# New Backsaw recommendations?



## Anonymous (10 Aug 2006)

Hi people,

I am looking for some informed opinion on some new purchases I have to make.

I need a good Tenon saw and a fine Dovetail saw, these will be used only for carcase joint work.

I really don't want any "designer label" types just decent saws that will respond to my technique.

Thanks for reading.


----------



## Philly (10 Aug 2006)

Hi Haze
Welcome to the forum!
What sort of budget are you thinking of?
Philly


----------



## Anonymous (10 Aug 2006)

Thanks Philly, no set budget but at the same time looking for value for money.

Good sturdy saws that can carry out their function.
I just plan to cut wood with them, other than that they will be of no value to me, I am not a collector or investor etc.

I had Drabble & Sanderson's until recently, workshop got broken into and the rest is history.


----------



## Ian Dalziel (10 Aug 2006)

Hazewood,
there are a few makers still around....Pax....Roberts and Lee...etc. Axminster do their victor range which is pax i beleive.
worth considering japanese as well.



Ian


----------



## Philly (10 Aug 2006)

Haze
Aminster do a selection here. As Ian said, I believe their "Victor" range are made by Thomas Flinn, so a good saw for a good price.
The Lie-Nielsen saws are twice the price but they are SO good. As are the Adria ones.......
Hope this is of help?
Philly


----------



## David C (11 Aug 2006)

A few years ago I got a 10" Roberts and Lee dovetail saw, which was not bad at all, try Tilgear.

One common problem is too much, or uneven set. but this is relatively easy to fix by stoning off the excess with a fine slipstone.

Have recently ordered a dovetail saw from Mike Wenzlof (Spelling?) and expect this to be very good indeed for thin hardwood, 5/16" or less. This is not a cheap option, but dovetail saws are not purchased often.

The Sun Child Dozuki, from Thanet tools is a great saw and works much better, for dovetailing in hardwood, than any other mass produced Japanese model we have ever tried. Very reasonable at about £30 ish.

So many Dozukis sold here are designed for crosscutting softwood.

best wishes,
David Charlesworth


----------



## Alf (11 Aug 2006)

Welcome to the forum, hazewood. Been debating how best to answer this one, and on reflection I think buying a Western hand saw boils down to this:

If you can do a little DIY saw doctoring, or have a tame one handy, then the saw world is the mollusc of your choice, old or new. If you don't care about handle shape or have no objection to a little rasp work, that opens up your options even further into new models. Either way, you're looking at a certain amount of tuning. If you can't do any of these things but want a saw ready to use with a comfy handle, then "designer label" is the way to go. Or a lucky secondhand find. The choice depends on what you're comfortable doing and how tool fussy you are really. :wink:

Japanese saws are a closed Sushi Bar to me 

Cheers, Alf


----------



## bugbear (11 Aug 2006)

You may (or may not) remember me referring to the best saw doctor I've ever seen at Tony Murland's auction.

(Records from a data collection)

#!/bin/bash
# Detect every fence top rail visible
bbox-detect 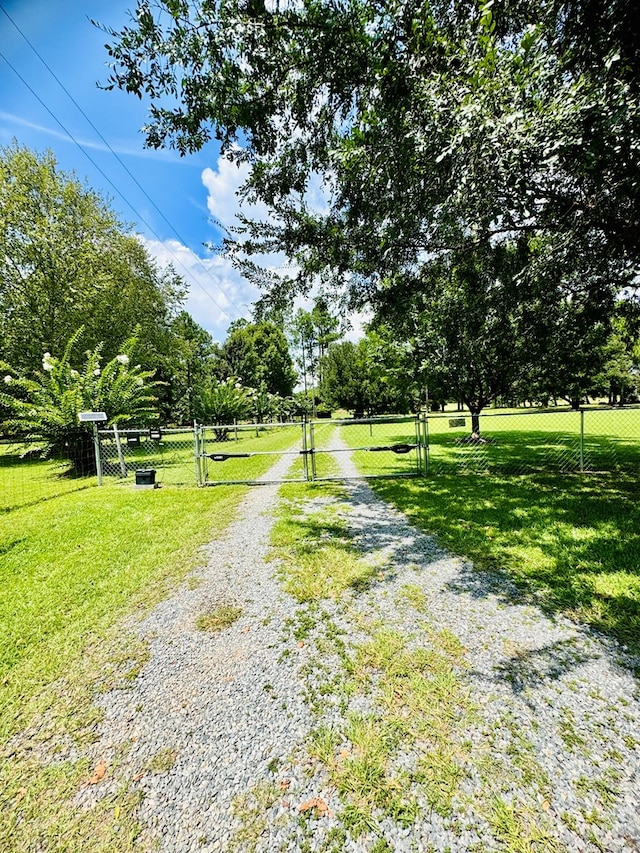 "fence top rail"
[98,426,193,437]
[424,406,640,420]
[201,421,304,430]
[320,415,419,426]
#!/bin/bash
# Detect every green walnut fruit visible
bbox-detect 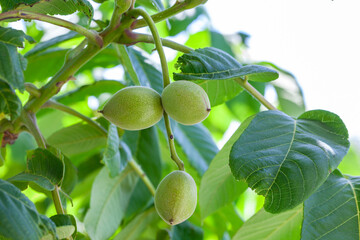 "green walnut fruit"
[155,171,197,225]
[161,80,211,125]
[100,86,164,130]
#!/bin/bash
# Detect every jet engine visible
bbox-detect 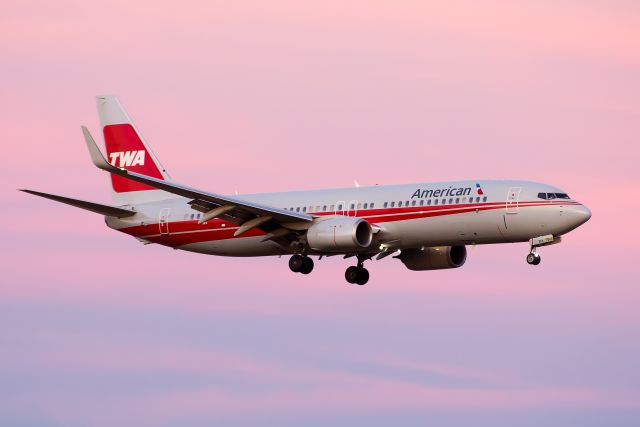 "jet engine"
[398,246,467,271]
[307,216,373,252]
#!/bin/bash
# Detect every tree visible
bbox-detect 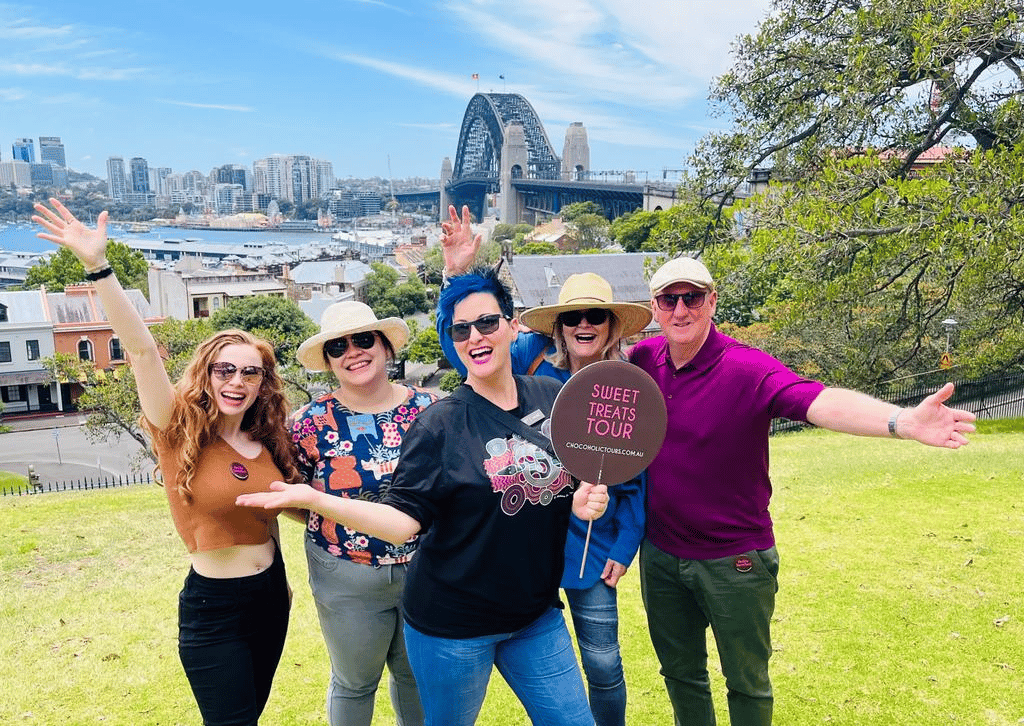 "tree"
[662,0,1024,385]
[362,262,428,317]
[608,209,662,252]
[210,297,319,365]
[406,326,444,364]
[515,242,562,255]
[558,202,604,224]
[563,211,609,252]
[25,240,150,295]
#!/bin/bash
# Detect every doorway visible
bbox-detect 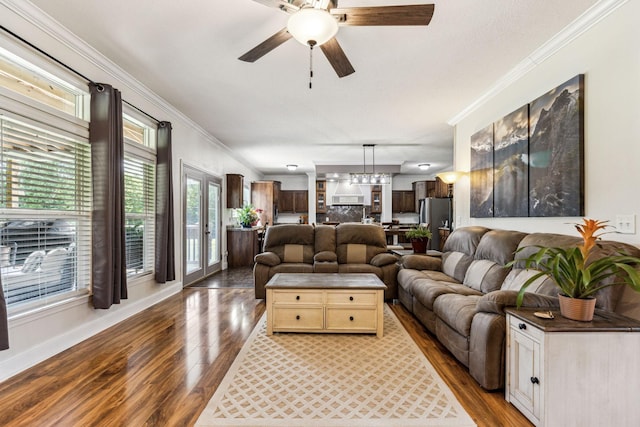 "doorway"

» **JOB**: Pick up the forum thread on backsaw recommendations after the last sentence shown and carry bugbear's post forward.

» **EXERCISE OUTPUT**:
Anyway, he was there again.

Relevant to this thread, he was selling a load of vintage (1880 - 1950) hand saws, and a new Roberts and Lee handsaw.

He said that the steel in the Roberts & Lee was superb, and a pleasure to work with.

(He didn't say much about the saw, one way or the other, just the steel).

Just "info for the mix"

BugBear


----------



## Anonymous (11 Aug 2006)

Thanks for all the input, everything I have read makes sense.

I think I am too old to change to Japanese saws, after 35 years holding a particular handle type it becomes an extension of the arm!

Alf, I usually give half a day every week - 10 days over to tool and workshop maintenance.
To fully understand how a tool works you have to be able change its nappy when it starts grunting at you

Whilst I am sure there are many quality 2nd hand saws to be purchased I would feel safer buying a new one from an established source.
I am not sure if 2nd hand goods are covered by "consumer rights" etc.

At this point I am leaning towards Roberts and Lee. They have a tradition and reputation in the business, plus the fact they are local.

Thanks to all for marking my card!


----------



## bugbear (11 Aug 2006)

hazewood":3o3lfubg said:


> ...
> To fully understand how a tool works you have to be able change its nappy when it starts grunting at you
> .
> .
> ...



If you buy a trad (i.e. non hard point) saw, you going to have to find a sharpening service, or teach yourself.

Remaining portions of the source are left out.